» **The task**
Reproduce word for word the part of the post on prenatal testing between "Yes. The only" and "to be useful.", inclusive.

» **Text under study**
*** Block opens ***
Yes. The only real difficulty was having to lie on a table for a fairly long time with my legs in stirrups, and not moving them -- it is typical to leave the tube in place while the doctor goes and checks on the viability of the sample. In my case that took about 25 minutes. You can't move your lower body with the tube in place because you might jar it loose. (I took DH with me and made him talk with me for distraction while the doctor was out of the room.) As for the timing, the rule is between 10.5 and 12 weeks because that is the window when your are past the risk of possible resultant limb amputation, but before the cells that they will be harvesting deteriorate too much to be useful.
It's not clear from your post whether you are dealing with a translocation or deletion, and I'm afraid I don't know about whether or not FISH works for those. I was dealing with a trisomy, which FISH *can* detect very clearly. In any case, if a termination is at stake, I'm fairly confident in saying that your physician probably would not be recommending the CVS over an amnio if he or she did not think that you would have the initial results back before 15 weeks. (Also, the insurance companies often won't pay for FISH on a postnatal test unless it would make a material difference in the treatment strategy; if hurrying won't make a difference in the outcome, there isn't much point in paying extra for it or moving you to the head of the queue. When my child was stillborn the tests took eight weeks to come back; living patients who did not have a dismal prognosis naturally took priority at the lab.)
As to the NT test, I can only speak for myself and DH, but having dealt with a fatal trisomy before, we didn't want to fool around with tests that could not give us a definite yes or no answer; the issue of invasiveness was irrelevant. For us, getting the answer as early as possible and dealing with only one wait was tbe most that we were prepared to have to handle, because we really did not want to spend the bulk of the pregnancy dealing with the stress of not knowing for sure. (At the time I joined a support board for people who were dealing with this decision for this reason, and this seemed to be the general consensus there as well; most people opted to go straight to CVS the second time.)
For us it turned out well and we dodged the bullet that time; our healthy DD is nearly 4.
*** Block closes ***
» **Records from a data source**
*** Block opens ***
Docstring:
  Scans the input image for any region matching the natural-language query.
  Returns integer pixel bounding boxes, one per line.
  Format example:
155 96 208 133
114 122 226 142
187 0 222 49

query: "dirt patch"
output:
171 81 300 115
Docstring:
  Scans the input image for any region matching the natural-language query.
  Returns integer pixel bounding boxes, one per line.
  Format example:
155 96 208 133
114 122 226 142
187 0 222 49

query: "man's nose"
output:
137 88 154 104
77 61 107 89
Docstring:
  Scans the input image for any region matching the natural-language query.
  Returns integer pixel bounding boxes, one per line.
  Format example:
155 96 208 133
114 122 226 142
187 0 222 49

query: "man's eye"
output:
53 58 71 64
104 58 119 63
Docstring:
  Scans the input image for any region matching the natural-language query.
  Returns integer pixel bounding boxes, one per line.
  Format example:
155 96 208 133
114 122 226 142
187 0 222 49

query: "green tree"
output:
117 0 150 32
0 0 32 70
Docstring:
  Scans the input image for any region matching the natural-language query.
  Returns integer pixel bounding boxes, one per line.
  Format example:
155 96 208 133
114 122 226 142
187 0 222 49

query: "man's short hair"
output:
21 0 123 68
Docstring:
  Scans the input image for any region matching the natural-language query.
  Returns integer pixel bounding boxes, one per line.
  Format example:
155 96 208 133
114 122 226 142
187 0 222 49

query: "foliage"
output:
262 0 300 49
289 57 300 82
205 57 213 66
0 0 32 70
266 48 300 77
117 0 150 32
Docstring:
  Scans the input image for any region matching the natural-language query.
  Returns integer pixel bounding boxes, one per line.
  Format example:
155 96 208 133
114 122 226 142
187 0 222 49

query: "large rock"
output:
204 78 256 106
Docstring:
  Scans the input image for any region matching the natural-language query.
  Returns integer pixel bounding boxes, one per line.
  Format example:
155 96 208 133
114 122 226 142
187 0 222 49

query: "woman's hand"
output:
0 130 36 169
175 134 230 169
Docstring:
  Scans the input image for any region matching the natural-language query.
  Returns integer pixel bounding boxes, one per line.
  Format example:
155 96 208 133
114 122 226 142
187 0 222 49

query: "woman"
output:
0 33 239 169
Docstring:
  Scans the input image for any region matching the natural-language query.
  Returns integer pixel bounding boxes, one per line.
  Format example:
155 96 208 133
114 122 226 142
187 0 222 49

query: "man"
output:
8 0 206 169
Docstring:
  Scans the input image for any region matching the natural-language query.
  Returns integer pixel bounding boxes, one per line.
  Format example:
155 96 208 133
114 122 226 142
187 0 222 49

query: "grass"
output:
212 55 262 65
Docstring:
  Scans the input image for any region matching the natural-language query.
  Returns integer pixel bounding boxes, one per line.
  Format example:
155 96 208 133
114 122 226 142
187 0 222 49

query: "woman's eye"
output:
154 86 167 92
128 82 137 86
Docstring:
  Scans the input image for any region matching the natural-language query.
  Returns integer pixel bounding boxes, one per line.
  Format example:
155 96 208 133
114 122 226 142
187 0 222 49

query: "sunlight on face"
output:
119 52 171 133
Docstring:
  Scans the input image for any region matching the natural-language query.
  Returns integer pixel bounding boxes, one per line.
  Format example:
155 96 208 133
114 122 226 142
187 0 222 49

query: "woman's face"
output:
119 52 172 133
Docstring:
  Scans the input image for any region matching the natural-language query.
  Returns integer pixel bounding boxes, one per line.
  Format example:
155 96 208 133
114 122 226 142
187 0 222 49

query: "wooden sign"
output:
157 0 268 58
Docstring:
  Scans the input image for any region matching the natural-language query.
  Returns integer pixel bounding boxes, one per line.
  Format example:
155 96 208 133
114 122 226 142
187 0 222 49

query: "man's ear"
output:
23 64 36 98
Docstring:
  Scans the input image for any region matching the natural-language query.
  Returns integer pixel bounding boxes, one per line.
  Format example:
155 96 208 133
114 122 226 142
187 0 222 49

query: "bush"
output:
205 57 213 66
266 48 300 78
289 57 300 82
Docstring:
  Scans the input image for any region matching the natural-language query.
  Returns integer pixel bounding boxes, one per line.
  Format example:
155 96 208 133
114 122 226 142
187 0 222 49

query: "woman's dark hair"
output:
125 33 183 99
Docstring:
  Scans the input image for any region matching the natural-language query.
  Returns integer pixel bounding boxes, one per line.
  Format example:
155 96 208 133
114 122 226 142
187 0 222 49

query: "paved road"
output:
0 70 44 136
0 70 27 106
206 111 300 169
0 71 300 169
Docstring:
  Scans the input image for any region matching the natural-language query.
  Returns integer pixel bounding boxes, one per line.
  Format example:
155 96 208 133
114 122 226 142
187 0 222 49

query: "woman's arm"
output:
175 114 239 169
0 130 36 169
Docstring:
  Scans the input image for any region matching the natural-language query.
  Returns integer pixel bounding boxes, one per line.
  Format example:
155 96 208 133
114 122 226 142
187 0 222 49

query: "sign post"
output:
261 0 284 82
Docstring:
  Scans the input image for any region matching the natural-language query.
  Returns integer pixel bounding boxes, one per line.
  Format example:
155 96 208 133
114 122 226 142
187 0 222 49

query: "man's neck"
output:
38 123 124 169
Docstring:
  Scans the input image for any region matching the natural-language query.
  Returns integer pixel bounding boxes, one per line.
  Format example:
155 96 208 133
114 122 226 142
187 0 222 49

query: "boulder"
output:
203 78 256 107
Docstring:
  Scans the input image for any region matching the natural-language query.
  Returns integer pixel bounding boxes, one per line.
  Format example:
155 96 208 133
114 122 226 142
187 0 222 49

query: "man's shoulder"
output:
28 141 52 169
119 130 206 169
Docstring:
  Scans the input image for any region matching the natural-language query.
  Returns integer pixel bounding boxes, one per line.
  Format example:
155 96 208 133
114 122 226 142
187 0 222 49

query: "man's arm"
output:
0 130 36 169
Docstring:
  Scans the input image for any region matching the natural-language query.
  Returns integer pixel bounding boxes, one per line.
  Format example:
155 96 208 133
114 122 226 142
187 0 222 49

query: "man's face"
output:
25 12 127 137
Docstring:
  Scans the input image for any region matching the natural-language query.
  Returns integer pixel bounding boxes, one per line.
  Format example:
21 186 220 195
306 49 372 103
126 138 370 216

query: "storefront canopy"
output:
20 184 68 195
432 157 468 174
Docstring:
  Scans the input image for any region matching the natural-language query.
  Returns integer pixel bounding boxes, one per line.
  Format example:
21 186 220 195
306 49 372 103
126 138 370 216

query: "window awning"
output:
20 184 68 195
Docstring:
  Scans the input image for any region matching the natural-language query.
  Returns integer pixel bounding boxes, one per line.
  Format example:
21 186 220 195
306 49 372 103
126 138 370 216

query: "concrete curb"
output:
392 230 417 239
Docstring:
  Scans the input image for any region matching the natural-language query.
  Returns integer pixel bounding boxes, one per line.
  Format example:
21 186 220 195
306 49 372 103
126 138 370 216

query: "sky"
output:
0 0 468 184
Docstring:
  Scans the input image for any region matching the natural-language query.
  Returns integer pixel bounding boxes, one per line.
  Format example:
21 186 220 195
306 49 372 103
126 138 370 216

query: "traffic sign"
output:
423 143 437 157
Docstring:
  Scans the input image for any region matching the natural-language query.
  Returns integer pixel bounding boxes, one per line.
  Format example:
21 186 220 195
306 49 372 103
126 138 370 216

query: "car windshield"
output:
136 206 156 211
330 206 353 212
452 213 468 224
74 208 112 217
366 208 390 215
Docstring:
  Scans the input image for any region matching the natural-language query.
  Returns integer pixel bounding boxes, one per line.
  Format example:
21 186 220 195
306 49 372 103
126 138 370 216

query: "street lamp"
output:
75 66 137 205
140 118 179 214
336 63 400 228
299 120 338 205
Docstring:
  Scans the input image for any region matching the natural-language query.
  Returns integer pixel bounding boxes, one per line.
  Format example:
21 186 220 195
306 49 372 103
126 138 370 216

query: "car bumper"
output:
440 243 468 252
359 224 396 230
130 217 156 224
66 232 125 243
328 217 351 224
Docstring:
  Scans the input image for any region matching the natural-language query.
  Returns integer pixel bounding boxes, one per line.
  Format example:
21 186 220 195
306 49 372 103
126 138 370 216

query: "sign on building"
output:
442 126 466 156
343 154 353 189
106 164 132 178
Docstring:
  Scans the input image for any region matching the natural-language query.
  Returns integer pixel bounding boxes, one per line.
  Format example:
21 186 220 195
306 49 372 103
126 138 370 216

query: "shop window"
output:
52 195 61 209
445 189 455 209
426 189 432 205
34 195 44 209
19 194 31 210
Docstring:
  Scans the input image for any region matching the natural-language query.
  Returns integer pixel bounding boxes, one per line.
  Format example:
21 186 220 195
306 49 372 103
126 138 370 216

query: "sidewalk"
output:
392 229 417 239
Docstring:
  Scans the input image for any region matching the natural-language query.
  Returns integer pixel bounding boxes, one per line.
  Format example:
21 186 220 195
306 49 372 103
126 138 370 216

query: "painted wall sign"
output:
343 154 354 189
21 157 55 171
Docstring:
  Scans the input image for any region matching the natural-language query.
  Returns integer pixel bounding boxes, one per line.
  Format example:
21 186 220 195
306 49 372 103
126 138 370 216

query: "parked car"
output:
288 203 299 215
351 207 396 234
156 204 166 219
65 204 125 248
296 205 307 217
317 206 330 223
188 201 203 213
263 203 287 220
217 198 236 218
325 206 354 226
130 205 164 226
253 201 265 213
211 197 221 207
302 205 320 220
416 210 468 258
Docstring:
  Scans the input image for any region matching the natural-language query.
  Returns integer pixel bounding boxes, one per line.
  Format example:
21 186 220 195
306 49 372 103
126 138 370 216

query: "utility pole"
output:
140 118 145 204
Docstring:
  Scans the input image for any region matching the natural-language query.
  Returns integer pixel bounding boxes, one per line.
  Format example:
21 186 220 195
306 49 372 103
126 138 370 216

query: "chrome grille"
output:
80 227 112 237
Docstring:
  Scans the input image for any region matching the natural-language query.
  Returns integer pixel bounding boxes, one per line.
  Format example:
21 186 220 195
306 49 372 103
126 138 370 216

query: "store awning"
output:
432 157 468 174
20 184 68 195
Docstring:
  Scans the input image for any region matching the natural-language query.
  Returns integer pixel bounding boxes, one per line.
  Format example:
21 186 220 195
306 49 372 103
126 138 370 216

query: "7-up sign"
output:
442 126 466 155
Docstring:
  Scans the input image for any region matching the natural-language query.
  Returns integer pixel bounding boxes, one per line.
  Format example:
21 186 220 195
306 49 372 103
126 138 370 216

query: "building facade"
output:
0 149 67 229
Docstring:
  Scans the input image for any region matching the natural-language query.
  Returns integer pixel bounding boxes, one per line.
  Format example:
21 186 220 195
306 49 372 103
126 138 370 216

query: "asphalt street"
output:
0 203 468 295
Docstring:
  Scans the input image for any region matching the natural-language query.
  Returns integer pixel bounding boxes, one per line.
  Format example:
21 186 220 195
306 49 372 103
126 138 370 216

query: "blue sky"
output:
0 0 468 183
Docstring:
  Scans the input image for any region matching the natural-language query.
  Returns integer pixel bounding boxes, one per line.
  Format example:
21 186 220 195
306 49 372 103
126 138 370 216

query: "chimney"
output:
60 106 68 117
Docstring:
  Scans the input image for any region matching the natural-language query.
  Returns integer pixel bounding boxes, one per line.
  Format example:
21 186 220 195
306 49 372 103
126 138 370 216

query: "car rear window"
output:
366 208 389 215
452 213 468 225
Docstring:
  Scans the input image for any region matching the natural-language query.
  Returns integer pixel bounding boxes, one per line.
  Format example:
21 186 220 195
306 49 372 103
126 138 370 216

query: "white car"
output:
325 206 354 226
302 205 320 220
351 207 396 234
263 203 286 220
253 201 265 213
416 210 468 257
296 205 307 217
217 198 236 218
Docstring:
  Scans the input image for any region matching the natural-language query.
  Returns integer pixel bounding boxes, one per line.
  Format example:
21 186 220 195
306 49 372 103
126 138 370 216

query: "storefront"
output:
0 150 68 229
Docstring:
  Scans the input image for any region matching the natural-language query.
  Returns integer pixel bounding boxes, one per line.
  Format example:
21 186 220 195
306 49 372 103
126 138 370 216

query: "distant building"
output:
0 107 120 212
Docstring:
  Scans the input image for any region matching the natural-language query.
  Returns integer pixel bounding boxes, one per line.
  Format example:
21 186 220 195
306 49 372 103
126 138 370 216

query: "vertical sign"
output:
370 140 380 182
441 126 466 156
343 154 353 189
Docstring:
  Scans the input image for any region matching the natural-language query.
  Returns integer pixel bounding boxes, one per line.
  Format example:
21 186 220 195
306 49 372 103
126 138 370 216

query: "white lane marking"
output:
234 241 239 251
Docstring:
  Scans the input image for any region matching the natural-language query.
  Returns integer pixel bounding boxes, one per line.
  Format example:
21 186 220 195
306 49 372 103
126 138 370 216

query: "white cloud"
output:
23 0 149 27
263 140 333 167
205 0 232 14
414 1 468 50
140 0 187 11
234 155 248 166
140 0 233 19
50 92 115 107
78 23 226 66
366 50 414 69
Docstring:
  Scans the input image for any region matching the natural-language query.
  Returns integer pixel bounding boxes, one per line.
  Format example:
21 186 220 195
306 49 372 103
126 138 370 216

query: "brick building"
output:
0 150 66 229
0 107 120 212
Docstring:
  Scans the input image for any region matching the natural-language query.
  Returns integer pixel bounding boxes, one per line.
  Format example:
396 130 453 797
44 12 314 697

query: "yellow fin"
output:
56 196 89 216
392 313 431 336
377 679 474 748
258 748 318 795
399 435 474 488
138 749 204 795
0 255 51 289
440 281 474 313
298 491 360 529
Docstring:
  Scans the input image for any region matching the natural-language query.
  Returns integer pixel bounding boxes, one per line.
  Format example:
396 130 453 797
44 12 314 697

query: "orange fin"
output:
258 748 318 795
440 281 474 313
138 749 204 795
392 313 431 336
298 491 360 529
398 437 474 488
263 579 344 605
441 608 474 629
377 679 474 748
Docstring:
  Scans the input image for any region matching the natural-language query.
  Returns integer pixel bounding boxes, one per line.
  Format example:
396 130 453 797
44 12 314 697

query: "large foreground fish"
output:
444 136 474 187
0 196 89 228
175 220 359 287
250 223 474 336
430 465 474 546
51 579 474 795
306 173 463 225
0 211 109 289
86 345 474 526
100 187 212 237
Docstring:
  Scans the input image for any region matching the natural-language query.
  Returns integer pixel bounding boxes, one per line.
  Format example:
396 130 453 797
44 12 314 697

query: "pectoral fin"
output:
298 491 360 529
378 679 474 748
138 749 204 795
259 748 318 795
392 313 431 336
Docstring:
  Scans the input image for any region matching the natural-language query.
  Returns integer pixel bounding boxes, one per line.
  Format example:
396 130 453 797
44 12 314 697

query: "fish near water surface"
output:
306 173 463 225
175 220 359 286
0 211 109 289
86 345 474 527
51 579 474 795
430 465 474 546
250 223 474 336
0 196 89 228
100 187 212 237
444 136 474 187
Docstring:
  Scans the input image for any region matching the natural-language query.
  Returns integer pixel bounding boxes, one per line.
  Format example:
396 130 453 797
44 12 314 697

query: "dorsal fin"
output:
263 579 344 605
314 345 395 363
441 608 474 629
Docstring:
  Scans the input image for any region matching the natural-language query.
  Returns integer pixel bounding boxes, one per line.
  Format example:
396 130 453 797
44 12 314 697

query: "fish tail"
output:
*** Block closes ***
» **Problem solution**
Yes. The only real difficulty was having to lie on a table for a fairly long time with my legs in stirrups, and not moving them -- it is typical to leave the tube in place while the doctor goes and checks on the viability of the sample. In my case that took about 25 minutes. You can't move your lower body with the tube in place because you might jar it loose. (I took DH with me and made him talk with me for distraction while the doctor was out of the room.) As for the timing, the rule is between 10.5 and 12 weeks because that is the window when your are past the risk of possible resultant limb amputation, but before the cells that they will be harvesting deteriorate too much to be useful.